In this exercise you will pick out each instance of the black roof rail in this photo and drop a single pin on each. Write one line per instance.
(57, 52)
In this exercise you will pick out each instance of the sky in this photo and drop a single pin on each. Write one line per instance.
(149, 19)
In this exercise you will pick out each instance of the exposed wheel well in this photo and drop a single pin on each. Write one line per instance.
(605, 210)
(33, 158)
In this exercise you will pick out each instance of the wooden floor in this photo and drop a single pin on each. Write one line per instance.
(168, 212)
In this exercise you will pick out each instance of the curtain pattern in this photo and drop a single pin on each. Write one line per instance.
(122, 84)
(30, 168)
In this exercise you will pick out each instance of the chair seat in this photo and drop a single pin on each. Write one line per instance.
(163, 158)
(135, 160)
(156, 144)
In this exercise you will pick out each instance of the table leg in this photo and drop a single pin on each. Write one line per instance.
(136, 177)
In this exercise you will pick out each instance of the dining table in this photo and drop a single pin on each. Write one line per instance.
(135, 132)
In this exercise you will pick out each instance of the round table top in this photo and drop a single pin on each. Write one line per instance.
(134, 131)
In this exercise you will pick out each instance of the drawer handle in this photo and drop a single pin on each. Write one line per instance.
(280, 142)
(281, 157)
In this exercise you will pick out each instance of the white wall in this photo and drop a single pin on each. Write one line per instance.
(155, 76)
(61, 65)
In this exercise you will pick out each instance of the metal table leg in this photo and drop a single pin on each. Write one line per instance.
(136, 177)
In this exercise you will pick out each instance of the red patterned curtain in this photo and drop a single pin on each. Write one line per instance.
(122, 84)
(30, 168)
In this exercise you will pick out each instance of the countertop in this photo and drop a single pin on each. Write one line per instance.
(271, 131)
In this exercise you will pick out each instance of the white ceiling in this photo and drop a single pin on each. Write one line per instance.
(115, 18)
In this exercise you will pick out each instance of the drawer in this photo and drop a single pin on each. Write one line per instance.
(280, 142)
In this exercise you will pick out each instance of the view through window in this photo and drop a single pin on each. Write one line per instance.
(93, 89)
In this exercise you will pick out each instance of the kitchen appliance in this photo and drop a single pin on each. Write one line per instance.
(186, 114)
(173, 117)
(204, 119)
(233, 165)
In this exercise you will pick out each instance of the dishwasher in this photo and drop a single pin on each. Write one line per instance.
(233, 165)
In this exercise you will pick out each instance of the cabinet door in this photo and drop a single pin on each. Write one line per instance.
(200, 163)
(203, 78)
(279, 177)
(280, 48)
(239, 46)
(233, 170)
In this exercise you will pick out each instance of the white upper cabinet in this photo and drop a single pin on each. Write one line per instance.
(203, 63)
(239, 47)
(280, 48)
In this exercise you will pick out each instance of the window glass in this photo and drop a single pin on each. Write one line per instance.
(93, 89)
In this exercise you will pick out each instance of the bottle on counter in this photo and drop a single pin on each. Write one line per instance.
-=-=-=-=-
**Task to complete**
Take every line from the one containing "of the cabinet" to the end of the listing and output it exactly, with nothing else.

**Response for this exercise**
In this exercise you will pick out each instance of the cabinet door in this photo and drop a single pin on each. Write one line per instance.
(200, 163)
(203, 78)
(279, 177)
(280, 48)
(239, 46)
(233, 170)
In this exercise you will pick out each instance of the white upper cabinet in this photo and drop a single pin on each. Write one line per instance.
(203, 63)
(239, 47)
(280, 48)
In this exercise you will pick out each instance of the window glass in this photo and drop a single pin on each. Write one line per instance.
(93, 89)
In this exercise you will pick out each instance of the bottle on counter in this photo and drop a single pin on each. Write one line per instance.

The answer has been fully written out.